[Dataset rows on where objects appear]

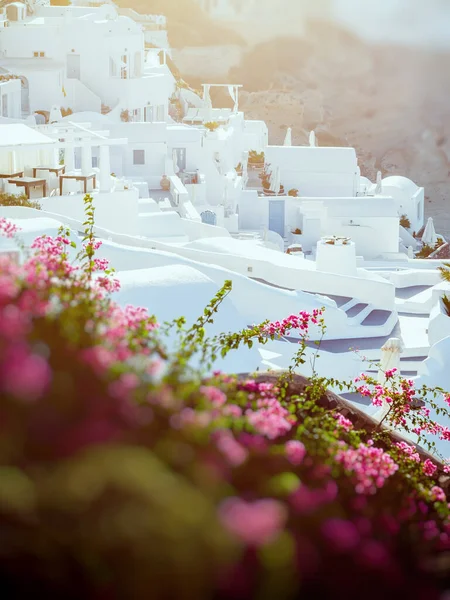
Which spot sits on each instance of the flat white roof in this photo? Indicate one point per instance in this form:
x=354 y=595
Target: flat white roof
x=313 y=159
x=17 y=134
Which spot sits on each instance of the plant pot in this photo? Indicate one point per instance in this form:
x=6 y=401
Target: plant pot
x=165 y=183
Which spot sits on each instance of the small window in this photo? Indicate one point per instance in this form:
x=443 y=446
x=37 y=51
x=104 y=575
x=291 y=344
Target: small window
x=139 y=157
x=112 y=67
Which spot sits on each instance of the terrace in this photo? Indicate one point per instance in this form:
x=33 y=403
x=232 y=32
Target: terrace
x=41 y=162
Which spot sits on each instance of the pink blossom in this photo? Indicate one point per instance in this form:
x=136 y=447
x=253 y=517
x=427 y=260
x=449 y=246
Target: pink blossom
x=369 y=466
x=271 y=420
x=214 y=395
x=230 y=448
x=295 y=452
x=7 y=228
x=24 y=375
x=389 y=374
x=429 y=468
x=254 y=523
x=232 y=410
x=409 y=451
x=344 y=423
x=438 y=494
x=342 y=535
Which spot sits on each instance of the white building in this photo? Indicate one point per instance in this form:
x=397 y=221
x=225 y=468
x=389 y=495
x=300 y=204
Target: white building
x=10 y=97
x=52 y=48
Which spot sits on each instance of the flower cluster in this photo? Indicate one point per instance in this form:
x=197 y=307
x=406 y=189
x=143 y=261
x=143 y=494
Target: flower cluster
x=299 y=323
x=369 y=466
x=248 y=479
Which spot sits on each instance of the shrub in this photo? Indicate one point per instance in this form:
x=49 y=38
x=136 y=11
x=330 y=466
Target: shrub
x=211 y=125
x=446 y=303
x=12 y=200
x=405 y=222
x=126 y=469
x=445 y=272
x=426 y=250
x=256 y=157
x=125 y=116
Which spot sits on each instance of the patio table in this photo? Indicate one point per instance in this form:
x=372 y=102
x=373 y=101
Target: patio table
x=83 y=178
x=59 y=170
x=28 y=183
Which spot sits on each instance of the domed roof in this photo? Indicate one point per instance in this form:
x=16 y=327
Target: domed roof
x=402 y=183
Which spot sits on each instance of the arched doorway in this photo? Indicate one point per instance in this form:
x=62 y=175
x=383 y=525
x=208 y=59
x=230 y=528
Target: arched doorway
x=25 y=94
x=209 y=217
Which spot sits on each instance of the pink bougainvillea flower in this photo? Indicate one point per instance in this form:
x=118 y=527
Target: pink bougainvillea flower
x=254 y=523
x=342 y=535
x=429 y=468
x=295 y=452
x=24 y=375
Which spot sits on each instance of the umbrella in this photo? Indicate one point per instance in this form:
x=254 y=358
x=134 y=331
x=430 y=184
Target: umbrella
x=55 y=114
x=288 y=138
x=276 y=182
x=207 y=103
x=429 y=235
x=176 y=168
x=379 y=184
x=390 y=359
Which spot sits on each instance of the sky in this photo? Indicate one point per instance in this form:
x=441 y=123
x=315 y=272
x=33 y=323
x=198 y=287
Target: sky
x=418 y=22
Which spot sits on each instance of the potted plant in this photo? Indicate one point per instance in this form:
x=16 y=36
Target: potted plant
x=439 y=323
x=405 y=222
x=125 y=116
x=296 y=235
x=256 y=159
x=211 y=125
x=165 y=183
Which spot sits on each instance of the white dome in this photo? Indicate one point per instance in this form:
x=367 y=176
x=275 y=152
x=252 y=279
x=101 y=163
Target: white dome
x=106 y=12
x=87 y=117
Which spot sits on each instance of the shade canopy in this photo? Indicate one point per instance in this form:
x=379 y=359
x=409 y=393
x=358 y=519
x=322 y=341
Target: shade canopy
x=430 y=237
x=16 y=135
x=288 y=138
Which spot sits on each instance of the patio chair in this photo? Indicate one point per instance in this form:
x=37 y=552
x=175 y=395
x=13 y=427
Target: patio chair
x=52 y=183
x=71 y=187
x=12 y=189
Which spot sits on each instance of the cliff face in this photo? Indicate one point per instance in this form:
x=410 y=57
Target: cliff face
x=389 y=102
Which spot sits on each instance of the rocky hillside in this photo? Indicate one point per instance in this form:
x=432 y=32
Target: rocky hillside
x=390 y=103
x=188 y=24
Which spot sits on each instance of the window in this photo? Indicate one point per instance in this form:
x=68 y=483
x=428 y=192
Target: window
x=112 y=67
x=180 y=154
x=5 y=105
x=124 y=67
x=160 y=113
x=139 y=157
x=148 y=114
x=137 y=64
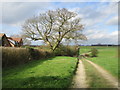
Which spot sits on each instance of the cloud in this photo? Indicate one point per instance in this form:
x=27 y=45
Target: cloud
x=113 y=21
x=60 y=1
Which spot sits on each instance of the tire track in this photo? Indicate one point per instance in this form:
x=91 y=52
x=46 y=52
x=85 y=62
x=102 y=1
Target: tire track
x=105 y=74
x=79 y=80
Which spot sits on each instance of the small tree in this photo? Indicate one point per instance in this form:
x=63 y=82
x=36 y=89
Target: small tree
x=94 y=52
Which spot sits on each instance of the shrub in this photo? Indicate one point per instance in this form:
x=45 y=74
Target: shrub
x=94 y=52
x=14 y=56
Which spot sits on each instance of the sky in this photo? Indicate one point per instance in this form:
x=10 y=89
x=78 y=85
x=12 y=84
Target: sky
x=99 y=17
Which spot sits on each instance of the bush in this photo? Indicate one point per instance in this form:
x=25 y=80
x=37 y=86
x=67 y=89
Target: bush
x=94 y=52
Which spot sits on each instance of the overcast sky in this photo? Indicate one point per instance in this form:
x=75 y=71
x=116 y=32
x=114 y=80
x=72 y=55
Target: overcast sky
x=100 y=18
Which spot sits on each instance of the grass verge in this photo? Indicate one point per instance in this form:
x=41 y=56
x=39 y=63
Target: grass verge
x=95 y=80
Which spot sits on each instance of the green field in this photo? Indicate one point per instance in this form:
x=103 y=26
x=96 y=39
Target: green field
x=107 y=58
x=94 y=79
x=54 y=72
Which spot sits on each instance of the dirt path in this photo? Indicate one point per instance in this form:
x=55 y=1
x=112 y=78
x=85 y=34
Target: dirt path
x=105 y=74
x=79 y=80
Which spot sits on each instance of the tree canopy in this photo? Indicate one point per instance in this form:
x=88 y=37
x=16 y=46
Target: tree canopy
x=54 y=26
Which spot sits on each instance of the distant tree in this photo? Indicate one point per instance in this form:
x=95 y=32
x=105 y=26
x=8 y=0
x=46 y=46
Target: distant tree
x=53 y=27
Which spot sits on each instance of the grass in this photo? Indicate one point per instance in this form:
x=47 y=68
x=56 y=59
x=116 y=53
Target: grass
x=54 y=72
x=94 y=79
x=108 y=59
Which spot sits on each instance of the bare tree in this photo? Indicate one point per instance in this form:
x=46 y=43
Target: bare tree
x=53 y=27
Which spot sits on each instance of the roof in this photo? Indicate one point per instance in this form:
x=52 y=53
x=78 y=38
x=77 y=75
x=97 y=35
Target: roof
x=2 y=34
x=15 y=39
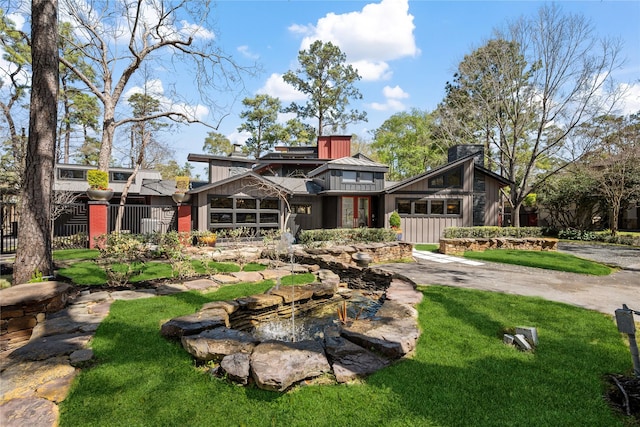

[Exercise instructions] Locate every line in the data above that contains the word "umbrella", and copy each of those lines.

[Completed task]
Which spot sits on each instance of the umbrella in this photo? Indicate one point per instance in this form:
Target: umbrella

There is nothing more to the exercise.